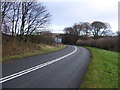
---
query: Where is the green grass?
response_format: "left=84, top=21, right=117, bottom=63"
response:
left=80, top=47, right=120, bottom=88
left=2, top=45, right=66, bottom=61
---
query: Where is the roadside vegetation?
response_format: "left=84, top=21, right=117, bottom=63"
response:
left=0, top=1, right=65, bottom=61
left=80, top=47, right=120, bottom=88
left=2, top=34, right=66, bottom=61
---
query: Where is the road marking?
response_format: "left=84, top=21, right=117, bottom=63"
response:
left=0, top=46, right=77, bottom=83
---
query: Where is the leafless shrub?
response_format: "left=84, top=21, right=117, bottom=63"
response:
left=76, top=36, right=119, bottom=51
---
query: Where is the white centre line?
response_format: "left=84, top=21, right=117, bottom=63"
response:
left=0, top=46, right=77, bottom=83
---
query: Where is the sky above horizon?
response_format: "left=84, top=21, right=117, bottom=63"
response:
left=39, top=0, right=119, bottom=33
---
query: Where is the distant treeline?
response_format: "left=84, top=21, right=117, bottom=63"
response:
left=59, top=21, right=120, bottom=51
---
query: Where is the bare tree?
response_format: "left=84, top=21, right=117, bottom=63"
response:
left=0, top=1, right=12, bottom=33
left=21, top=2, right=50, bottom=35
left=91, top=21, right=110, bottom=37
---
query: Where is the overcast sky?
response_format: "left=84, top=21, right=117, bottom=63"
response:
left=40, top=0, right=119, bottom=33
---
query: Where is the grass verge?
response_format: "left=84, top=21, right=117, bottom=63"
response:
left=2, top=44, right=66, bottom=61
left=80, top=47, right=120, bottom=88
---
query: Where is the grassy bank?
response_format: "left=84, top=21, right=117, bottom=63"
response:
left=80, top=47, right=118, bottom=88
left=2, top=43, right=66, bottom=61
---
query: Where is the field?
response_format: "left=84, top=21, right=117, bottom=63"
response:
left=80, top=47, right=120, bottom=88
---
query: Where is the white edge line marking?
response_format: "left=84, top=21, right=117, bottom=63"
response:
left=0, top=46, right=77, bottom=83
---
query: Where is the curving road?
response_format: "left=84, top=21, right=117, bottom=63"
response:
left=0, top=45, right=91, bottom=88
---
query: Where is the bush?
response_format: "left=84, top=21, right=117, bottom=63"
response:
left=76, top=36, right=119, bottom=51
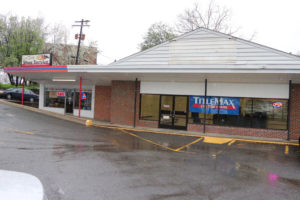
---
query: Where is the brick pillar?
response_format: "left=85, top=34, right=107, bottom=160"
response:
left=290, top=84, right=300, bottom=140
left=94, top=86, right=111, bottom=121
left=110, top=81, right=138, bottom=126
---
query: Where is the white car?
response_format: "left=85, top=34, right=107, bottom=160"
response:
left=0, top=170, right=47, bottom=200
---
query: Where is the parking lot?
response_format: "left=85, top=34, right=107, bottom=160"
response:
left=0, top=104, right=300, bottom=200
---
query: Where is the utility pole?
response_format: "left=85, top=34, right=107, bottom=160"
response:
left=72, top=19, right=90, bottom=65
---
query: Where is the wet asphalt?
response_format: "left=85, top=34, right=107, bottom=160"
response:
left=0, top=104, right=300, bottom=200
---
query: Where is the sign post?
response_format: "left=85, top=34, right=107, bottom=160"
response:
left=78, top=76, right=82, bottom=118
left=22, top=77, right=25, bottom=105
left=22, top=54, right=52, bottom=67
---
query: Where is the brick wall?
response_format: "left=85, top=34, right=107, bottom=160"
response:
left=94, top=86, right=111, bottom=121
left=290, top=84, right=300, bottom=140
left=110, top=81, right=158, bottom=128
left=110, top=81, right=135, bottom=125
left=188, top=124, right=287, bottom=139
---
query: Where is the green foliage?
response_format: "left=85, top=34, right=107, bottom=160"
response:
left=0, top=15, right=45, bottom=67
left=140, top=22, right=176, bottom=51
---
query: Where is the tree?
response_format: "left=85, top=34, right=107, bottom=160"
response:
left=140, top=22, right=176, bottom=51
left=0, top=16, right=45, bottom=86
left=176, top=0, right=238, bottom=34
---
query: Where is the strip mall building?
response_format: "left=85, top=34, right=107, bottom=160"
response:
left=5, top=28, right=300, bottom=139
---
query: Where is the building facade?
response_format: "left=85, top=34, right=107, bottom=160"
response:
left=5, top=28, right=300, bottom=139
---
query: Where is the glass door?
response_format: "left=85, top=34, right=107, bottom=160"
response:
left=159, top=95, right=188, bottom=130
left=159, top=95, right=173, bottom=128
left=66, top=90, right=74, bottom=114
left=173, top=96, right=188, bottom=130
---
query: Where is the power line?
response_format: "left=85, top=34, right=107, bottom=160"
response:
left=72, top=19, right=90, bottom=65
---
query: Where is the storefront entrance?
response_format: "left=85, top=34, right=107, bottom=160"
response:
left=65, top=90, right=74, bottom=114
left=159, top=95, right=188, bottom=130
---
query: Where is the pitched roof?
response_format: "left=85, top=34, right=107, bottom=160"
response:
left=108, top=28, right=300, bottom=68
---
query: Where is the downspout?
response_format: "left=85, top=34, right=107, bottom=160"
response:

══════

Instruction
Reproduce all of the data above line for line, without any changes, but leave out the pictures.

Completed task
---
query: Where is the green grass?
response_format: "left=84, top=21, right=117, bottom=63"
response:
left=80, top=47, right=120, bottom=88
left=2, top=45, right=66, bottom=61
---
query: Where is the roadside vegetation?
response_format: "left=84, top=21, right=117, bottom=63"
response:
left=0, top=1, right=65, bottom=61
left=80, top=47, right=120, bottom=88
left=2, top=34, right=66, bottom=61
---
query: Where is the road marking?
response_format: "left=84, top=21, right=117, bottom=63"
response:
left=0, top=46, right=77, bottom=83
---
query: Where is the leafless shrub?
response_format: "left=84, top=21, right=117, bottom=63"
response:
left=76, top=36, right=119, bottom=51
---
query: Where is the white centre line?
response_format: "left=84, top=21, right=117, bottom=63"
response:
left=0, top=46, right=77, bottom=83
---
query: Where is the sky above horizon?
response_format: "left=84, top=21, right=117, bottom=63"
response:
left=39, top=0, right=119, bottom=33
---
query: Where is the distant treeline?
response_format: "left=84, top=21, right=117, bottom=63"
response:
left=59, top=21, right=120, bottom=51
---
query: Where is the bare tree?
response_format: "left=84, top=21, right=117, bottom=63"
response:
left=0, top=1, right=12, bottom=33
left=21, top=2, right=50, bottom=35
left=91, top=21, right=110, bottom=37
---
query: Where is the overcast sky?
response_format: "left=84, top=21, right=117, bottom=63"
response:
left=40, top=0, right=119, bottom=33
---
query: Where is the grass verge?
response_format: "left=84, top=21, right=117, bottom=63"
response:
left=2, top=44, right=66, bottom=61
left=80, top=47, right=120, bottom=88
---
query: Where is the grassy bank?
response_format: "left=84, top=21, right=117, bottom=63"
response:
left=80, top=47, right=118, bottom=88
left=2, top=43, right=66, bottom=61
---
query: Where is the field?
response_format: "left=84, top=21, right=117, bottom=63"
response:
left=80, top=47, right=120, bottom=88
---
query: Where is the white edge line marking?
response_format: "left=84, top=21, right=117, bottom=63"
response:
left=0, top=46, right=77, bottom=83
---
query: Where is the curving road?
response_format: "left=84, top=21, right=117, bottom=63"
response:
left=0, top=45, right=91, bottom=88
---
query: Where is the bush?
response_format: "left=84, top=21, right=117, bottom=63"
response:
left=76, top=36, right=119, bottom=51
---
query: Where is the brick pillar?
response_format: "left=85, top=34, right=107, bottom=160"
response:
left=290, top=84, right=300, bottom=140
left=94, top=86, right=111, bottom=121
left=110, top=81, right=138, bottom=126
---
query: Where is the white car?
response_format: "left=85, top=34, right=107, bottom=160"
response:
left=0, top=170, right=47, bottom=200
---
query: Where is the parking lot?
response_format: "left=85, top=34, right=107, bottom=160"
response:
left=0, top=104, right=300, bottom=200
---
query: Where is the utility pole?
response_format: "left=85, top=34, right=107, bottom=160"
response:
left=72, top=19, right=90, bottom=65
---
query: Where is the wet asphalt?
response_format: "left=85, top=34, right=107, bottom=160"
response:
left=0, top=104, right=300, bottom=200
---
query: Where is the sign post?
response_format: "left=85, top=34, right=107, bottom=160"
response:
left=78, top=76, right=82, bottom=118
left=22, top=77, right=25, bottom=105
left=22, top=54, right=52, bottom=67
---
query: Where is the brick wall?
response_format: "left=85, top=34, right=107, bottom=160"
response:
left=94, top=86, right=111, bottom=121
left=290, top=84, right=300, bottom=140
left=110, top=81, right=158, bottom=128
left=110, top=81, right=135, bottom=125
left=188, top=124, right=287, bottom=139
---
query: Where is the green foliage?
response_format: "left=85, top=34, right=107, bottom=160"
response:
left=0, top=15, right=45, bottom=67
left=140, top=22, right=176, bottom=51
---
query: Where is the tree?
response_format: "left=85, top=34, right=107, bottom=160"
response:
left=140, top=22, right=176, bottom=51
left=0, top=16, right=45, bottom=86
left=176, top=0, right=238, bottom=34
---
query: Where is the strip mall building?
response_format: "left=85, top=34, right=107, bottom=160"
response:
left=5, top=28, right=300, bottom=139
---
query: Where is the building facade?
response_format: "left=85, top=34, right=107, bottom=160"
response:
left=5, top=28, right=300, bottom=139
---
query: Where is the glass door?
response_format: "left=85, top=34, right=107, bottom=160"
response:
left=159, top=95, right=188, bottom=130
left=159, top=95, right=173, bottom=128
left=66, top=90, right=74, bottom=114
left=173, top=96, right=188, bottom=130
---
query: Where is the power line?
response_format: "left=85, top=34, right=107, bottom=160"
response:
left=72, top=19, right=90, bottom=65
---
query: Where is the storefront entrance?
response_format: "left=85, top=34, right=107, bottom=160"
response:
left=65, top=90, right=74, bottom=114
left=159, top=95, right=188, bottom=130
---
query: Where is the pitched roof?
response_format: "left=85, top=34, right=107, bottom=160"
response:
left=108, top=28, right=300, bottom=68
---
query: Where is the downspout?
response_format: "left=85, top=34, right=107, bottom=160"
response:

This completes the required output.